- **Provided passage**
--------

Making me, once again, right to, as you say, "over-pack. "

Sarah: By the way, for the record, I will not at any point during this mission be dressing as a belly dancer.

Chuck: What if you need to do it for our country?

Sarah: I'm sure America can handle it.

By the way, if you're into the Moroccan thing, we could always elope here.

Just think about it. Come on.

Let's go. In here.

Chuck: Again, Casey, I can't apologize enough for that accidental touching in there.

Just very a tight changing space.

Casey: Yeah. Don't mention it.

Sarah: Looks like Roan is upstairs.

Casey: Let's go.

Chuck: Whoa, whoa, whoa.

Oh, super bad Saudi oil tycoon at 12:00.

Sarah: What do you think they're doing here?

Casey; It's not our mission. Let's find Montgomery and figure out what's up. Come on.

Sarah: Well, according to the tracker, Roan is in that room, over there.

After you, Casey.

Casey: Okay.

This could get fun.

(tranq darts f*ring)

--------

- **The tasks**
1. Answer these questions using the transcript excerpt:
(a) What does Sarah say she will not dress as at any point during the mission?
(b) To whom does Chuck apologize for the accidental touching?
(c) Whom does Chuck point out "at 12:00"?
2. Reproduce the transcript excerpt word for word from "Chuck: What if" to "touching in there.".

--------

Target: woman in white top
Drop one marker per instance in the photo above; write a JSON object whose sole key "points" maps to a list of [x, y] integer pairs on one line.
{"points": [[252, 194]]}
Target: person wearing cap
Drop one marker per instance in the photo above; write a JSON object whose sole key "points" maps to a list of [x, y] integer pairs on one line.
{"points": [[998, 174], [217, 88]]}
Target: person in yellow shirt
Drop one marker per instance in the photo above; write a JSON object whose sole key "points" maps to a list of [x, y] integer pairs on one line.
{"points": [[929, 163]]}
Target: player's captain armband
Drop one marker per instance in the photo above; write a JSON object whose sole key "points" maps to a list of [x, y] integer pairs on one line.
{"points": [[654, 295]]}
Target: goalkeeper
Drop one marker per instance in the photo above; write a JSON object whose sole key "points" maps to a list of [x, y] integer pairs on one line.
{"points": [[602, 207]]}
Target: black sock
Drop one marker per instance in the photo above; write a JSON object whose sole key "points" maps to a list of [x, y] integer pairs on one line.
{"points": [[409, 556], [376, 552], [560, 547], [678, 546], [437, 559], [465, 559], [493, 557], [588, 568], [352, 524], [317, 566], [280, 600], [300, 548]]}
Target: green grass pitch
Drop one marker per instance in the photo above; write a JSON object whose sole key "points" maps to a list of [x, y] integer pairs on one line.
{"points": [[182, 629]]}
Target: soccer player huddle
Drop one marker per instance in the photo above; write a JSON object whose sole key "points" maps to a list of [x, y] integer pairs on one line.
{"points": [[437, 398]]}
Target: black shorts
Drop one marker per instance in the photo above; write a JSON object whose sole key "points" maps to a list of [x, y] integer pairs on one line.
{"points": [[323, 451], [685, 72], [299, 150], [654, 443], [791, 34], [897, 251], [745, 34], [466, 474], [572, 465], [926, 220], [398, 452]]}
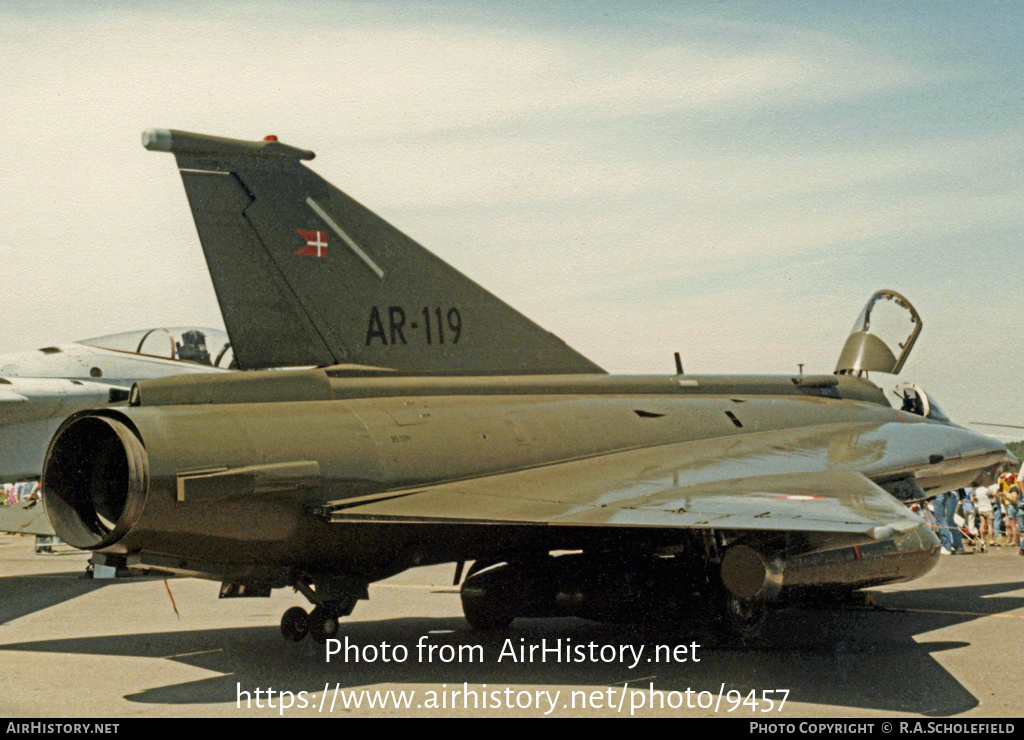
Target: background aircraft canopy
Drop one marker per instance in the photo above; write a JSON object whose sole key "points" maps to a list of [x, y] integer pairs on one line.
{"points": [[189, 344], [888, 323]]}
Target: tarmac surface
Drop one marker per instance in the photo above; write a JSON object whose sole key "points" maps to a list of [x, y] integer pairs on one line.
{"points": [[947, 645]]}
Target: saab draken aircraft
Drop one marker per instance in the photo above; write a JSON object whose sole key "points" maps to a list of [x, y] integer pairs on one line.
{"points": [[41, 388], [440, 425]]}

--------

- **Answers below**
1.
(a) A belly dancer.
(b) Casey.
(c) A super bad Saudi oil tycoon.

2.
Chuck: What if you need to do it for our country?

Sarah: I'm sure America can handle it.

By the way, if you're into the Moroccan thing, we could always elope here.

Just think about it. Come on.

Let's go. In here.

Chuck: Again, Casey, I can't apologize enough for that accidental touching in there.